Text to read:
========

Monday, March 28, 2016

Celtic Frost-Cold Lake; Noise Records, 1988


With 2016 being an election year in the United States, tempers and political differences are beginning to flare up like blazing hemorrhoids. The vitriol is getting thick on social media sites: Fartbook and Twatter are probably ruining at least one hundred friendships right now over the tried and true bullshit of "political debate".
Seriously, Disaster Amnesiac feels like anyone that would even want to "lead" a government of such sniveling and entitled children deserves whatever ills befall them once they catch that brass ring. Now, I'll vote, but it won't be cast for any of the current crop of clowns that our dumkopf media obsess over. Fuck that.
For now, Disaster Amnesiac will stick to the serious questions that perplex me, such as, is Celtic Frost's Cold Lake a good album?  Granted, this topic pretty much outs me as being just another mannish boy in 'murica, and, I'm OK with that. I'll take listening to Cold Lake over any of the "serious" banter that is flapping around with the heated consistency of dung flies right about now.
To start, let us consider the title. Now, I don't know about you, but Disaster Amnesiac finds it to be....heavy. Put it this way: I'm not imagining a bunch of nice Swiss volk bathing in an Alpine lake when I consider this LP. Unless, of course, one of them has drowned and there is a subsequent vision of their chilled, blue-ish, dead hand rising up from the below. Indeed, Cold Lake's title is fine, especially for eerie, evocative Metal aesthetic imaginations.
One could, and should, of course, question the musical merits in deciding if a given document is good. Therefore, onward I press, considering the tones and riffs of this often maligned (and misunderstood) Celtic Frost offering. This being Metal, it seems obligatory to start with the guitars. Frost head chief Thomas Gabriel Warrior pretty much sticks to playing rhythm guitar throughout the album, and he continues the by-then tried and true Celtic Frost guitar vibe: chunky, noisy Power Metal riffs, mid to medium tempo-ed, just a touch less Thrashed than on earlier releases. Disaster Amnesiac loves this type of Metal guitar playing, as it allows for the listener to feel the riffs. They don't simply blaze, and nor do they whiff airy like so many Hollywood bands' efforts, but impact the ears with percussive power. Dig this effect on Petty Obsessions, Cherry Orchards, or (Once) They Were Eagles to hear what I'm saying. Every time that Disaster Amnesiac hears Cold Lake, this guitar playing makes me feel that it's one of, it not THE, best Heavy Metal LP's of the 1980's, on account of Warrior's guitar performance. As for the leads, Oliver Amberg provides all kinds of sick, noisy, atonal, in short crazed action with his axe. On Roses Without Thorns, Downtown Hanoi, and Cherry Orchards, his fingers sizzle and spark out some deliciously odd, angular, and downright Ginn-like solo statements. Do either of these guys sport the Bars tats?

========

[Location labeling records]
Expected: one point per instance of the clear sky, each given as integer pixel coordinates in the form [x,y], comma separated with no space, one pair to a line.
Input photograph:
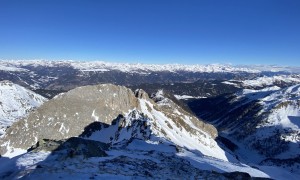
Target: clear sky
[152,31]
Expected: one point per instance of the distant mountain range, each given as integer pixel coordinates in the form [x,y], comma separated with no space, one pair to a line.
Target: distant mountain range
[68,119]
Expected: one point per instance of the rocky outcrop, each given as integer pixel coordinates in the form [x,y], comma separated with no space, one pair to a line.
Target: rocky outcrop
[69,114]
[72,147]
[16,102]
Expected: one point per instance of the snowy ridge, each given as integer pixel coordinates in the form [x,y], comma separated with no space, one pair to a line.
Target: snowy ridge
[267,81]
[279,121]
[16,102]
[101,66]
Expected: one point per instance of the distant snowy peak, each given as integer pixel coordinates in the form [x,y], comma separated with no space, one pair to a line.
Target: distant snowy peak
[17,65]
[282,107]
[267,81]
[16,102]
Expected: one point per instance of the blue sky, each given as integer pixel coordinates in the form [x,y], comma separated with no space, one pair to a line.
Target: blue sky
[152,31]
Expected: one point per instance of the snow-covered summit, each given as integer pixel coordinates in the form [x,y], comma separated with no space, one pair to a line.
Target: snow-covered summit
[17,65]
[16,102]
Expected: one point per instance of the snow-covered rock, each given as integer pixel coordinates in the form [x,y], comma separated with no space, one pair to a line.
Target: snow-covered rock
[15,103]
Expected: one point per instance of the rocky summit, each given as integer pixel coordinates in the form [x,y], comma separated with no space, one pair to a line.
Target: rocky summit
[68,114]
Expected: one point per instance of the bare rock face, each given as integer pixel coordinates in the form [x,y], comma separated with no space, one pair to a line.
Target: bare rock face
[68,114]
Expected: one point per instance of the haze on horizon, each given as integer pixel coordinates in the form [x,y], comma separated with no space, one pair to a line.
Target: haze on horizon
[152,32]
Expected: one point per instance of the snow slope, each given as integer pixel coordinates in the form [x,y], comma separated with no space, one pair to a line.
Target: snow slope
[16,102]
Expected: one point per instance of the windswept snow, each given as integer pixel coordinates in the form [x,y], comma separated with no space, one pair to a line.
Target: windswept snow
[268,81]
[16,102]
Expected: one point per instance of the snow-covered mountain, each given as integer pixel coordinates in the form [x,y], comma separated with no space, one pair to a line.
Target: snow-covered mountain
[108,131]
[264,123]
[66,75]
[20,65]
[266,81]
[15,103]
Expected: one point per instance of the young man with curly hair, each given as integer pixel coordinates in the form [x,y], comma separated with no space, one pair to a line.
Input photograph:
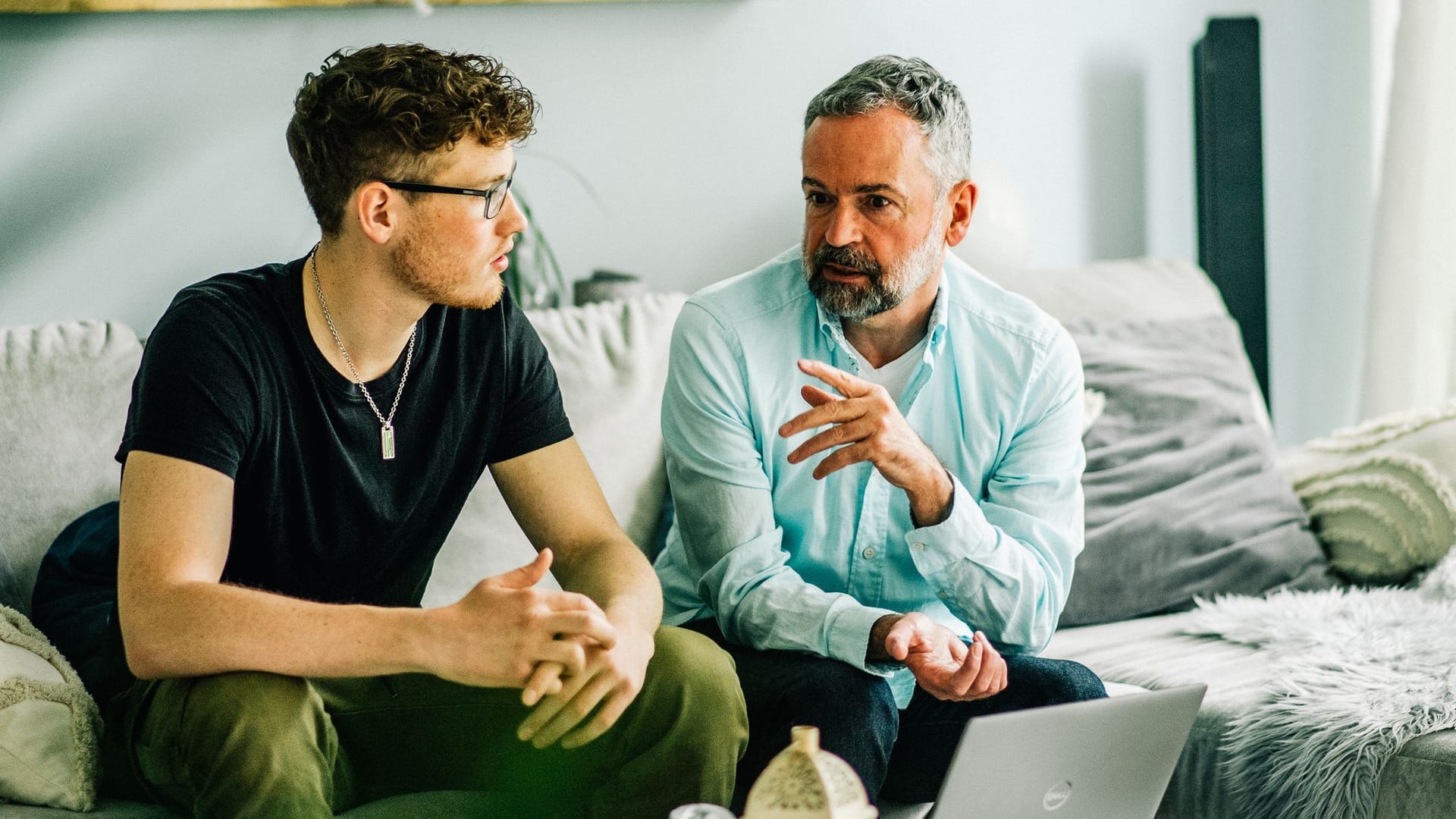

========

Job:
From the review of Celtic Frost's album Cold Lake, extract the passage beginning at the words "Seriously, Disaster Amnesiac" and ending after "right about now.".

Answer:
Seriously, Disaster Amnesiac feels like anyone that would even want to "lead" a government of such sniveling and entitled children deserves whatever ills befall them once they catch that brass ring. Now, I'll vote, but it won't be cast for any of the current crop of clowns that our dumkopf media obsess over. Fuck that.
For now, Disaster Amnesiac will stick to the serious questions that perplex me, such as, is Celtic Frost's Cold Lake a good album?  Granted, this topic pretty much outs me as being just another mannish boy in 'murica, and, I'm OK with that. I'll take listening to Cold Lake over any of the "serious" banter that is flapping around with the heated consistency of dung flies right about now.